[[ TEXT UNDER STUDY, beginning ]]

Contractor at University of Tennessee Project to Pay Over $300K for Hiding Payroll
Mid-South Regional Council of Carpenters:
A contractor working on the University of Tennessee’s Strong Hall construction project will pay more than $300,000 in fines for labor violations.
JAC Jack Construction LLC, a Knoxville-based labor provider, has agreed to pay a penalty of $336,987 assessed by the Tennessee Department of Labor Bureau of Workers’ Compensation (BWC).
The penalty is based on over a year’s worth of work at the University, where labor was provided for Proffitt & Sons, Inc.
In the settlement agreement, JAC Jack “understated or concealed …[its]…payroll, number of employees and/or appropriate classification of employees in an effort to avoid payment of proper workers’ compensation insurance premiums.”
Read the settlement agreement, below.
The Mid-South Carpenters Regional Council consistently tries to prevent this type of payroll fraud by calling attention to the problem. Here’s a background article about the effort surrounding JAC Jack and the UT project, and why it’s so dangerous to a community.
“Those workers were exploited, immigrant labor,” said Mike Boner, executive secretary-treasurer of the Regional Council.

[[ TEXT UNDER STUDY, end ]]
[[ RAW DATA, beginning ]]

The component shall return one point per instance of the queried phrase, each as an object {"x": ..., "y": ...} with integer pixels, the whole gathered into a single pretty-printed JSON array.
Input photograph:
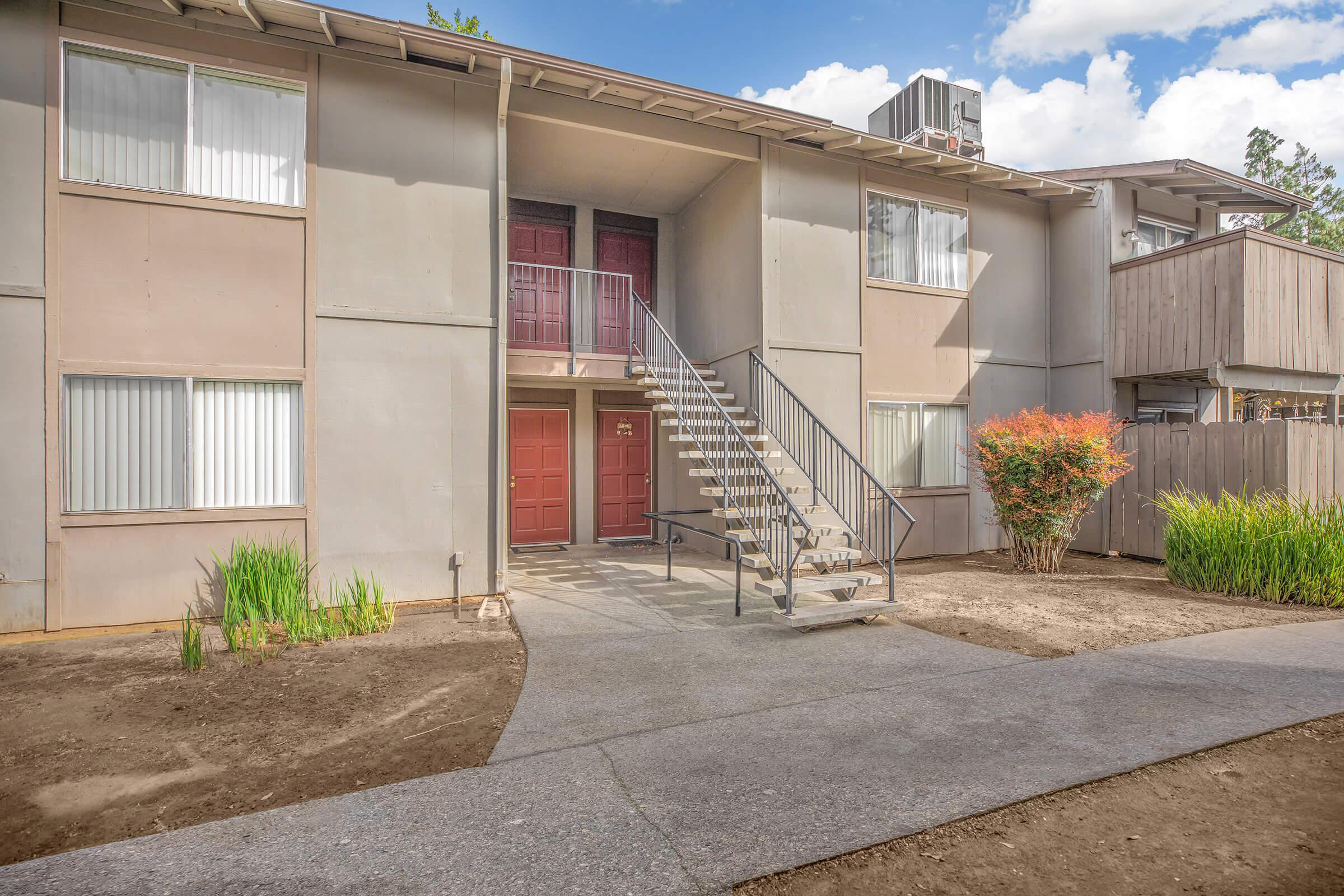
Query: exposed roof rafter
[{"x": 253, "y": 15}]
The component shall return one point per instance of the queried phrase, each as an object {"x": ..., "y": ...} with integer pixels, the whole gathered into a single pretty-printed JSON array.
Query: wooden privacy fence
[{"x": 1211, "y": 459}]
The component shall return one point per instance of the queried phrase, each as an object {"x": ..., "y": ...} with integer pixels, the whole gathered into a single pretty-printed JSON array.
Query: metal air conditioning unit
[{"x": 933, "y": 113}]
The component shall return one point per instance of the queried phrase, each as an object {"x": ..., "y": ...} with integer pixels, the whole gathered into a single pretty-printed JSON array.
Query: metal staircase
[{"x": 774, "y": 535}]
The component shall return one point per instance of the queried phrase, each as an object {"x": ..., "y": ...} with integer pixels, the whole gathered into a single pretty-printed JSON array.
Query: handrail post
[
  {"x": 892, "y": 554},
  {"x": 575, "y": 352}
]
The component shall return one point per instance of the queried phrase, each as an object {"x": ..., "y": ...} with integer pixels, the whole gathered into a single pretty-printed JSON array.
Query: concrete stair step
[
  {"x": 716, "y": 437},
  {"x": 805, "y": 555},
  {"x": 737, "y": 514},
  {"x": 717, "y": 491},
  {"x": 815, "y": 584},
  {"x": 697, "y": 454},
  {"x": 707, "y": 472},
  {"x": 648, "y": 381},
  {"x": 816, "y": 614},
  {"x": 818, "y": 530},
  {"x": 727, "y": 409},
  {"x": 654, "y": 371},
  {"x": 707, "y": 421}
]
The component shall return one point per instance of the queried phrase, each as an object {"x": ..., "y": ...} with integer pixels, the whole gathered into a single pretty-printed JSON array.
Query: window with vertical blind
[
  {"x": 916, "y": 242},
  {"x": 159, "y": 124},
  {"x": 146, "y": 444},
  {"x": 914, "y": 444}
]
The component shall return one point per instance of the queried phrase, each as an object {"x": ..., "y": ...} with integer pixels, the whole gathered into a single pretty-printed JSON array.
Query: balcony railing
[{"x": 570, "y": 309}]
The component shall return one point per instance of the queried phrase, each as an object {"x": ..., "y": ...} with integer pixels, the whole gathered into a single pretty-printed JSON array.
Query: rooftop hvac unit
[{"x": 933, "y": 113}]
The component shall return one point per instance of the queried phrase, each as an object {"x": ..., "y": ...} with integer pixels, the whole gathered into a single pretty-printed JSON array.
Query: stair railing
[
  {"x": 862, "y": 501},
  {"x": 749, "y": 487}
]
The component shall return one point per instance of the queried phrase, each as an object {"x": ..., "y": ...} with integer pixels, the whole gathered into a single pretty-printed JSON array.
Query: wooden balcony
[{"x": 1242, "y": 298}]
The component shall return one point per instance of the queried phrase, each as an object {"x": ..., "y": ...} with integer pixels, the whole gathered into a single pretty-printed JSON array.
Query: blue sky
[{"x": 1067, "y": 82}]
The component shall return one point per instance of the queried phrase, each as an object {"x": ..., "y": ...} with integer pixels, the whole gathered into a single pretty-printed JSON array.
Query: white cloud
[
  {"x": 1278, "y": 43},
  {"x": 1070, "y": 124},
  {"x": 1054, "y": 30},
  {"x": 843, "y": 95}
]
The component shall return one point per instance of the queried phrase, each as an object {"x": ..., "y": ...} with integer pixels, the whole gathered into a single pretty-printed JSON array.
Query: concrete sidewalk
[{"x": 662, "y": 746}]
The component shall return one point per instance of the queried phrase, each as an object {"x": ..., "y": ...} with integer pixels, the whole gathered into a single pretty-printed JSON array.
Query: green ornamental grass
[
  {"x": 270, "y": 601},
  {"x": 190, "y": 647},
  {"x": 1281, "y": 548}
]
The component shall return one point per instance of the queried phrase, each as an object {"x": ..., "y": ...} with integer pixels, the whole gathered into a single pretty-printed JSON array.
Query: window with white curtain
[
  {"x": 160, "y": 124},
  {"x": 917, "y": 242},
  {"x": 125, "y": 444},
  {"x": 914, "y": 444},
  {"x": 246, "y": 444},
  {"x": 140, "y": 444}
]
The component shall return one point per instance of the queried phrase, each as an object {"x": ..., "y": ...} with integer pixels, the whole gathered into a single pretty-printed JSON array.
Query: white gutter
[{"x": 502, "y": 311}]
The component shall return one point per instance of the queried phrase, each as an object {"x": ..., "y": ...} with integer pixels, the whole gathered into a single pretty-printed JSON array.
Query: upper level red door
[
  {"x": 539, "y": 305},
  {"x": 624, "y": 474},
  {"x": 633, "y": 254},
  {"x": 539, "y": 476}
]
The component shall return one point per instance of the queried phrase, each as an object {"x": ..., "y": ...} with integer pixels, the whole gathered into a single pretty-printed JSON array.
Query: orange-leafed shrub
[{"x": 1043, "y": 470}]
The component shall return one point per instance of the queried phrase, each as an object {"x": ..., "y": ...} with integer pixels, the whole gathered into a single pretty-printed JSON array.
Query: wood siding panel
[
  {"x": 1278, "y": 456},
  {"x": 1240, "y": 298}
]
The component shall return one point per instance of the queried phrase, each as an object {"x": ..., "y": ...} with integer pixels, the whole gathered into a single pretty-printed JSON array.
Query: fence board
[
  {"x": 1161, "y": 483},
  {"x": 1146, "y": 489},
  {"x": 1208, "y": 459},
  {"x": 1253, "y": 457}
]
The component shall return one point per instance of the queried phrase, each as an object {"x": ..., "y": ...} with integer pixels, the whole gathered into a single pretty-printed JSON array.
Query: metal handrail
[
  {"x": 862, "y": 501},
  {"x": 749, "y": 487}
]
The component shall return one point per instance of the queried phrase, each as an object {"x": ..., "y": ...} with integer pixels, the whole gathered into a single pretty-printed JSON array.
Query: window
[
  {"x": 1154, "y": 237},
  {"x": 139, "y": 444},
  {"x": 246, "y": 444},
  {"x": 1164, "y": 416},
  {"x": 158, "y": 124},
  {"x": 917, "y": 242},
  {"x": 917, "y": 445},
  {"x": 125, "y": 444}
]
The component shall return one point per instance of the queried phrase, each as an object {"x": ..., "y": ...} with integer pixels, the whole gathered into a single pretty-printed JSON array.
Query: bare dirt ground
[
  {"x": 109, "y": 738},
  {"x": 1264, "y": 817},
  {"x": 1094, "y": 604}
]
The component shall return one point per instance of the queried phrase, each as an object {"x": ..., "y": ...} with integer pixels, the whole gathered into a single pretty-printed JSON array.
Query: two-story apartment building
[{"x": 276, "y": 270}]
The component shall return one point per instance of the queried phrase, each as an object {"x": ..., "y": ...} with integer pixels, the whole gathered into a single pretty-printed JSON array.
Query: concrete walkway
[{"x": 662, "y": 746}]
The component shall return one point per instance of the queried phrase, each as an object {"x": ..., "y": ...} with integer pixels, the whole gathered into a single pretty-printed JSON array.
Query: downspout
[
  {"x": 1284, "y": 220},
  {"x": 502, "y": 500}
]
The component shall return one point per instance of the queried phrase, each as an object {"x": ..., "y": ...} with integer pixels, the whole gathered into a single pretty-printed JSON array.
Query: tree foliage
[
  {"x": 1307, "y": 176},
  {"x": 471, "y": 26},
  {"x": 1043, "y": 472}
]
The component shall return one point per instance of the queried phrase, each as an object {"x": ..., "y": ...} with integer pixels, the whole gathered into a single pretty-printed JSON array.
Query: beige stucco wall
[
  {"x": 22, "y": 464},
  {"x": 22, "y": 288},
  {"x": 718, "y": 268},
  {"x": 169, "y": 285},
  {"x": 407, "y": 166},
  {"x": 22, "y": 115},
  {"x": 116, "y": 574},
  {"x": 1010, "y": 323},
  {"x": 407, "y": 352}
]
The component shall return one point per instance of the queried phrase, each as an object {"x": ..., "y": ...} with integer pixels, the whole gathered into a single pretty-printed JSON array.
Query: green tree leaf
[
  {"x": 1307, "y": 176},
  {"x": 471, "y": 26}
]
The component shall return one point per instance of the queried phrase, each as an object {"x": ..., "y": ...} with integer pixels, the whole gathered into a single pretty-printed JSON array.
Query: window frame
[
  {"x": 1191, "y": 234},
  {"x": 899, "y": 489},
  {"x": 905, "y": 284},
  {"x": 187, "y": 457},
  {"x": 189, "y": 166}
]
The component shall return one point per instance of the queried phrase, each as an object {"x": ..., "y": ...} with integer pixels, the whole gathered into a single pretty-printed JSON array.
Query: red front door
[
  {"x": 539, "y": 307},
  {"x": 629, "y": 254},
  {"x": 539, "y": 476},
  {"x": 624, "y": 474}
]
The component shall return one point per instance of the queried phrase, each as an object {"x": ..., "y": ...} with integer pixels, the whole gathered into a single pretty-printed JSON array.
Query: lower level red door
[
  {"x": 539, "y": 476},
  {"x": 624, "y": 474}
]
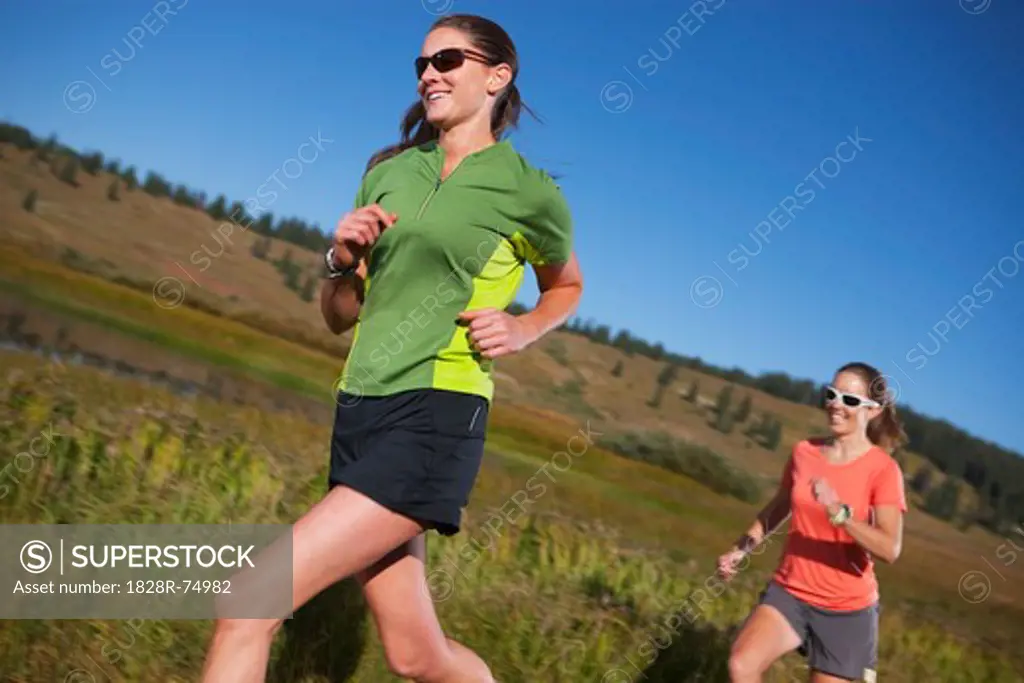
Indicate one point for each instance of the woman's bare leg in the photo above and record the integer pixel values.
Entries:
(344, 532)
(415, 645)
(766, 637)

[[ RAW DATA, end ]]

### YOUR OBJECTIVE
Please say whether each statement agrees with the article on the JAC Jack penalty, answering yes or no and quoting the words that decide it. 1. JAC Jack Construction is based in Knoxville. 2. The penalty was assessed by the U.S. Department of Labor. 3. JAC Jack provided labor for Proffitt & Sons, Inc. The material after the article on the JAC Jack penalty is separate from it.

### RESULT OF THIS EXERCISE
1. Yes: "a Knoxville-based labor provider"
2. No: "assessed by the Tennessee Department of Labor Bureau of Workers’ Compensation (BWC)"
3. Yes: "where labor was provided for Proffitt & Sons, Inc."